## Aim:
From the line containing "For each instance of the white" through the last line of the entries below, repeat each line word for word and leave out the rest.

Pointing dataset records

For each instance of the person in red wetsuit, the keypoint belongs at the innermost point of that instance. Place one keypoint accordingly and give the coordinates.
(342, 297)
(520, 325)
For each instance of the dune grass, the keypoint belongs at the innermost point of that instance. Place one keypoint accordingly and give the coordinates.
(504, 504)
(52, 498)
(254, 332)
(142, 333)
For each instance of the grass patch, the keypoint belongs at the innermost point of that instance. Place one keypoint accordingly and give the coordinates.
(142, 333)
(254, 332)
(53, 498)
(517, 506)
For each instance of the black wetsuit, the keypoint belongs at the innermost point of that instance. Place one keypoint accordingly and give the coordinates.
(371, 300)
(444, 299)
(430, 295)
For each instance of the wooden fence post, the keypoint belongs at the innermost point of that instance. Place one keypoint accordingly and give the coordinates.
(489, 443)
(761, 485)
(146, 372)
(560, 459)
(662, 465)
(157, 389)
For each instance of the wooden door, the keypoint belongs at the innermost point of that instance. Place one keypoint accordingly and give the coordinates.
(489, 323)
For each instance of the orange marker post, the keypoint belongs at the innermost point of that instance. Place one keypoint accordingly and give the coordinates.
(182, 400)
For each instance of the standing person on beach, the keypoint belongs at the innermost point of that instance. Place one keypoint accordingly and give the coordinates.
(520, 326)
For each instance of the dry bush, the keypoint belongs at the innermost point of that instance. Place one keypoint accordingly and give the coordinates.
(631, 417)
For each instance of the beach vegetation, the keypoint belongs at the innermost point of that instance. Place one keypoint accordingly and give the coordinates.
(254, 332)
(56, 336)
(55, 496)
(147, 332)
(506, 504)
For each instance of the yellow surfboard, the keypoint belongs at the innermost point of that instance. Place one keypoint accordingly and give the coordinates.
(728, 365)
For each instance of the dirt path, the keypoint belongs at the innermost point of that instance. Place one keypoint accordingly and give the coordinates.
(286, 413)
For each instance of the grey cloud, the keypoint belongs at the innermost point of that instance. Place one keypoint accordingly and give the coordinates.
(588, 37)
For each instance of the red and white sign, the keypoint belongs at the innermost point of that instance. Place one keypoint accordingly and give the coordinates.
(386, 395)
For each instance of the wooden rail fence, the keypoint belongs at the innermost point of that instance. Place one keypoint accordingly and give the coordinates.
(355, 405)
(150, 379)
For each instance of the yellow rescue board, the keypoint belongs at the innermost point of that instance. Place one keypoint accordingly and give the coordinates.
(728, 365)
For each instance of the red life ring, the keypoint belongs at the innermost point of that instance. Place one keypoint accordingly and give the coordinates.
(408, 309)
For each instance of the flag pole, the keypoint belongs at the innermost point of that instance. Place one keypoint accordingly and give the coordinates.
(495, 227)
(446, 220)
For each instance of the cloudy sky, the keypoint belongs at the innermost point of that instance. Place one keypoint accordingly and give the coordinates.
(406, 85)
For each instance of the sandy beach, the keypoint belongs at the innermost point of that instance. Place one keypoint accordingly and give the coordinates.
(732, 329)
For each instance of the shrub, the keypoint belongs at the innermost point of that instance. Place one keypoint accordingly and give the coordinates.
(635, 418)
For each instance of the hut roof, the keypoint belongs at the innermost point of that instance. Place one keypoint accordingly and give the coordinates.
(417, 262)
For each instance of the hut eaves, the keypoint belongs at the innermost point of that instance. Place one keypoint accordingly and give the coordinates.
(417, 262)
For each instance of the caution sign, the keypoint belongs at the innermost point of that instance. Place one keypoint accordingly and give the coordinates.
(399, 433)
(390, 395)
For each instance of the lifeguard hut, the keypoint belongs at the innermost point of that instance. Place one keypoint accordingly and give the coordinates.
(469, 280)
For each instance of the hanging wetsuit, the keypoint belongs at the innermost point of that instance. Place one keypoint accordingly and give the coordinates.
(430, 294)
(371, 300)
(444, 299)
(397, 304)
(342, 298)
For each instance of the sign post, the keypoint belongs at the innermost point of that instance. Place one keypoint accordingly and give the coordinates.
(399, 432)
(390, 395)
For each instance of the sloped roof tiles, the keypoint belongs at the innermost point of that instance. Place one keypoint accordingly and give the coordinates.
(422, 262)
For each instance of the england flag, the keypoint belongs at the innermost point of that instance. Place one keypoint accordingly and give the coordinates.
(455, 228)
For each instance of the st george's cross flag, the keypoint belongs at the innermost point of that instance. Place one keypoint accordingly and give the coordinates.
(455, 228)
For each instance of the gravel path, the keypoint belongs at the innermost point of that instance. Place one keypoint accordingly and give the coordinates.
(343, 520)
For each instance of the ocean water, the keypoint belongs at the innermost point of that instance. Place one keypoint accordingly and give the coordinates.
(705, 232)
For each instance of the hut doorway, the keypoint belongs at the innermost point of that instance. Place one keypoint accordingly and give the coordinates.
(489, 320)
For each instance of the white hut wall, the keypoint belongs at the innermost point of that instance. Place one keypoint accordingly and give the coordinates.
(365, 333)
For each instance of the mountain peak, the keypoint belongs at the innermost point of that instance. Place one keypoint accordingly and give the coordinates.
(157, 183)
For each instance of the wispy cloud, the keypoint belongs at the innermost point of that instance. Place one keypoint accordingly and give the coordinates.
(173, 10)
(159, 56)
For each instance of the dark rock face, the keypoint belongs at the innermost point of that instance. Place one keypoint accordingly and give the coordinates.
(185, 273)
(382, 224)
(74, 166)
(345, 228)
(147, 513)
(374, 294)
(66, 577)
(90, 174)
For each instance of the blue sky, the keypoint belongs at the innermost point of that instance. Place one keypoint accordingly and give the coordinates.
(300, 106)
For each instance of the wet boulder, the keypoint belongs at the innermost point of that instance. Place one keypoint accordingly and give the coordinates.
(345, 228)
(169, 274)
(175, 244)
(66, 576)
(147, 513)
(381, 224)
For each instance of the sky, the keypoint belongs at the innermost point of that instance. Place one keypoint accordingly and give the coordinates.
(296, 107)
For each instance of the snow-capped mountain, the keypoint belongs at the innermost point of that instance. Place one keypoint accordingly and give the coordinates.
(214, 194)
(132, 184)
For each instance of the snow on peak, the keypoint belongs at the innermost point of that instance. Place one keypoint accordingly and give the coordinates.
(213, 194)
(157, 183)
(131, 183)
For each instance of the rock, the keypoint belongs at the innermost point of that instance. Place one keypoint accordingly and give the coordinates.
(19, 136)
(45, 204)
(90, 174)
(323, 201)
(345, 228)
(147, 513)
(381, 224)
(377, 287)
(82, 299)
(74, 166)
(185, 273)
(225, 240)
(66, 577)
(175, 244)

## The reply:
For each instance of the white hut wall, the keypoint belongs at the innermost point of that instance. Place one keypoint accordingly and give the coordinates.
(365, 333)
For each instance of the mountain peak, the keypoint belongs at the innermost point of that instance. Place one keypoint accordingly and give the coordinates.
(157, 183)
For each instance of the wispy cloud, the keypoint belongs at the innermost point of that instance. Place one keypoint accordingly and give the coordinates.
(173, 10)
(159, 56)
For each instance of the dark rock face, the keypoint belongs at the innermost point of that instance. Place one keypoint accordingly and give the coordinates.
(185, 273)
(382, 224)
(74, 166)
(345, 228)
(147, 513)
(374, 294)
(66, 577)
(90, 174)
For each instance of the blue sky, the keypoint belongs at the innermost point of that instance. Place one keypoint accordingly and give the coordinates.
(300, 106)
For each instance of the wet boulder, the keypoint belongs at the innermost point of that instance. Place one keypoint accordingly and give the coordinates.
(345, 228)
(169, 274)
(175, 244)
(66, 576)
(147, 513)
(381, 224)
For each instance of the sky, the keypoint belongs at the innermost point of that instance. Place one keypoint accordingly and give the coordinates.
(296, 107)
For each instance of the snow-capped mountain, the keypoint belongs at the innermost point of that instance. Place one keypoint accordingly and give the coordinates.
(214, 194)
(132, 184)
For each instance of the snow on peak, the keypoint belongs at the innermost point of that instance. Place one keypoint accordingly and give the coordinates.
(213, 194)
(157, 183)
(131, 183)
For each instance of the rock, the keypoint belongs at the innermost point of that instance. Place one keypoint accordingly and give the coordinates.
(19, 136)
(45, 204)
(90, 174)
(323, 201)
(345, 228)
(147, 513)
(381, 224)
(377, 287)
(82, 299)
(74, 166)
(185, 273)
(225, 240)
(66, 577)
(175, 244)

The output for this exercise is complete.